(Natural-language object grounding data)
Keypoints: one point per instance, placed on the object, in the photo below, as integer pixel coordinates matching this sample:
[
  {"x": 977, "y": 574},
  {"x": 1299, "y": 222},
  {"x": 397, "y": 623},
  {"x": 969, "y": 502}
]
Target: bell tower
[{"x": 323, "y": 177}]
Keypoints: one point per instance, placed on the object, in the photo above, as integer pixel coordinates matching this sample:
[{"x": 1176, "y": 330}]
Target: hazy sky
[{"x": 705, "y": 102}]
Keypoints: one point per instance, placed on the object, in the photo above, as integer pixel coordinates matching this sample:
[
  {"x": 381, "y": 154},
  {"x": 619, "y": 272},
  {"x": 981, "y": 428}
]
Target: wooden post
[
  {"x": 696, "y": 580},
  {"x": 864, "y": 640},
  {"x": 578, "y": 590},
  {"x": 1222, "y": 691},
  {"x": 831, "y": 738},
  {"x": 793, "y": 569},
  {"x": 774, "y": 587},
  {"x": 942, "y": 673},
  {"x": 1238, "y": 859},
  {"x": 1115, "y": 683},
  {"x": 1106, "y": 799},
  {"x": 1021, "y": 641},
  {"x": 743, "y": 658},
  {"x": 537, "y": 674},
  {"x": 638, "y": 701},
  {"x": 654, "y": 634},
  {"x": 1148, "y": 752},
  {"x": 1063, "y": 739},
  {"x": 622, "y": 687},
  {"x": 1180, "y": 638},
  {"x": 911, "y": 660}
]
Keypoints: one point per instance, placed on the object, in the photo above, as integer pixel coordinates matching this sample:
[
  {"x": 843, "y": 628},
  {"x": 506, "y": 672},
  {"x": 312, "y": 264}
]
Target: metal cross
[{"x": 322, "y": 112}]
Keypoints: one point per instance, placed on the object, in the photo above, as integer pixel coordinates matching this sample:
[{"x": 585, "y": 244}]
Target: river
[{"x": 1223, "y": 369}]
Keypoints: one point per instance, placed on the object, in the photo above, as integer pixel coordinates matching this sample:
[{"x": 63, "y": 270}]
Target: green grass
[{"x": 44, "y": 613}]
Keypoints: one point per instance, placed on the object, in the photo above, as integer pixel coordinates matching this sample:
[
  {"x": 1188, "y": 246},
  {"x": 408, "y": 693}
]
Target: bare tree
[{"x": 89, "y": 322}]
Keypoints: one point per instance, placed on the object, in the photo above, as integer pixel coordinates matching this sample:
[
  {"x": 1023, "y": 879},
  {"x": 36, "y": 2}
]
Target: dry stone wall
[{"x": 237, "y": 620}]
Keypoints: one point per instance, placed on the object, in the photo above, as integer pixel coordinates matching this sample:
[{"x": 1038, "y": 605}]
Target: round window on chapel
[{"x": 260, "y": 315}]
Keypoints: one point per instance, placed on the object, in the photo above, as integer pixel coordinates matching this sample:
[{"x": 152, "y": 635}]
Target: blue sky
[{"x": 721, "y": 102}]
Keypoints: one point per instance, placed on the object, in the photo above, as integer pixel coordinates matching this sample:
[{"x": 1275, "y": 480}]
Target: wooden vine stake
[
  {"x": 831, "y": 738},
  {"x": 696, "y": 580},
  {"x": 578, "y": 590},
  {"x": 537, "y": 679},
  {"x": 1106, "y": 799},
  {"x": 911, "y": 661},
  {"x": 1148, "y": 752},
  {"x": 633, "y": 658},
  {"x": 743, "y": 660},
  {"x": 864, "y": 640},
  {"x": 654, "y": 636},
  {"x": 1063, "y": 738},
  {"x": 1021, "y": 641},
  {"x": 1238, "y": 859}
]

* What you will do
Reproduce every line of the data so that nothing differs from the original.

* Response
Keypoints: one point per instance, placed on the object, in the photo below, as integer pixel coordinates matching this sample:
[
  {"x": 977, "y": 574},
  {"x": 1299, "y": 222},
  {"x": 397, "y": 623},
  {"x": 969, "y": 502}
]
Target: bell tower
[{"x": 323, "y": 177}]
Keypoints: one point per instance, placed on the object, in the photo above, as integer pixel coordinates matching this sample:
[{"x": 1176, "y": 330}]
Target: hazy sky
[{"x": 705, "y": 102}]
Keypoints: one point per instance, placed on the object, in the photo above, as integer pixel coordinates matching this sample:
[
  {"x": 381, "y": 154},
  {"x": 619, "y": 272},
  {"x": 981, "y": 428}
]
Target: wooden post
[
  {"x": 696, "y": 580},
  {"x": 864, "y": 640},
  {"x": 578, "y": 590},
  {"x": 1222, "y": 691},
  {"x": 831, "y": 738},
  {"x": 793, "y": 569},
  {"x": 774, "y": 587},
  {"x": 942, "y": 673},
  {"x": 1238, "y": 859},
  {"x": 1115, "y": 683},
  {"x": 1106, "y": 799},
  {"x": 1021, "y": 641},
  {"x": 743, "y": 658},
  {"x": 537, "y": 674},
  {"x": 638, "y": 701},
  {"x": 654, "y": 634},
  {"x": 1148, "y": 752},
  {"x": 1063, "y": 739},
  {"x": 622, "y": 687},
  {"x": 1180, "y": 638},
  {"x": 911, "y": 660}
]
Keypoints: one point per instance, placed on the object, in the photo above, as integer pixel coordinates matching this sample:
[
  {"x": 843, "y": 628},
  {"x": 506, "y": 672},
  {"x": 312, "y": 264}
]
Target: metal cross
[{"x": 322, "y": 112}]
Keypoints: one point per instance, placed on the object, in the photo above, as integer pixel coordinates matching this sample:
[{"x": 585, "y": 244}]
Target: river
[{"x": 1223, "y": 369}]
Keypoints: one point per instance, placed on the object, in the photo above, as integer pixel coordinates matching this sample:
[{"x": 63, "y": 270}]
Target: green grass
[{"x": 44, "y": 613}]
Keypoints: one point per instance, placed on the object, in the photo above, as integer pixel coordinates matching this sample:
[
  {"x": 1188, "y": 246},
  {"x": 408, "y": 693}
]
Target: bare tree
[{"x": 89, "y": 322}]
Keypoints: one point per instance, placed on the object, in the photo above, as integer pixel coordinates matching this sample:
[
  {"x": 1023, "y": 879},
  {"x": 36, "y": 2}
]
Target: dry stone wall
[{"x": 237, "y": 620}]
Keypoints: one point per instance, placed on the object, in the photo above, as integer pixel coordinates matching this sample:
[{"x": 1038, "y": 605}]
Target: round window on chapel
[{"x": 260, "y": 315}]
Keypoints: one point per instance, placed on the object, in the photo above, as integer pixel coordinates matching this sample:
[{"x": 152, "y": 635}]
Target: blue sky
[{"x": 721, "y": 102}]
Keypoints: one point per instance, placed on the object, in the photo above, as integer pixel coordinates matching this sample:
[{"x": 1275, "y": 480}]
Target: wooden vine stake
[
  {"x": 831, "y": 738},
  {"x": 696, "y": 580},
  {"x": 578, "y": 590},
  {"x": 537, "y": 679},
  {"x": 1106, "y": 799},
  {"x": 911, "y": 661},
  {"x": 1148, "y": 752},
  {"x": 633, "y": 658},
  {"x": 743, "y": 660},
  {"x": 864, "y": 640},
  {"x": 654, "y": 636},
  {"x": 1063, "y": 738},
  {"x": 1021, "y": 641},
  {"x": 1238, "y": 859}
]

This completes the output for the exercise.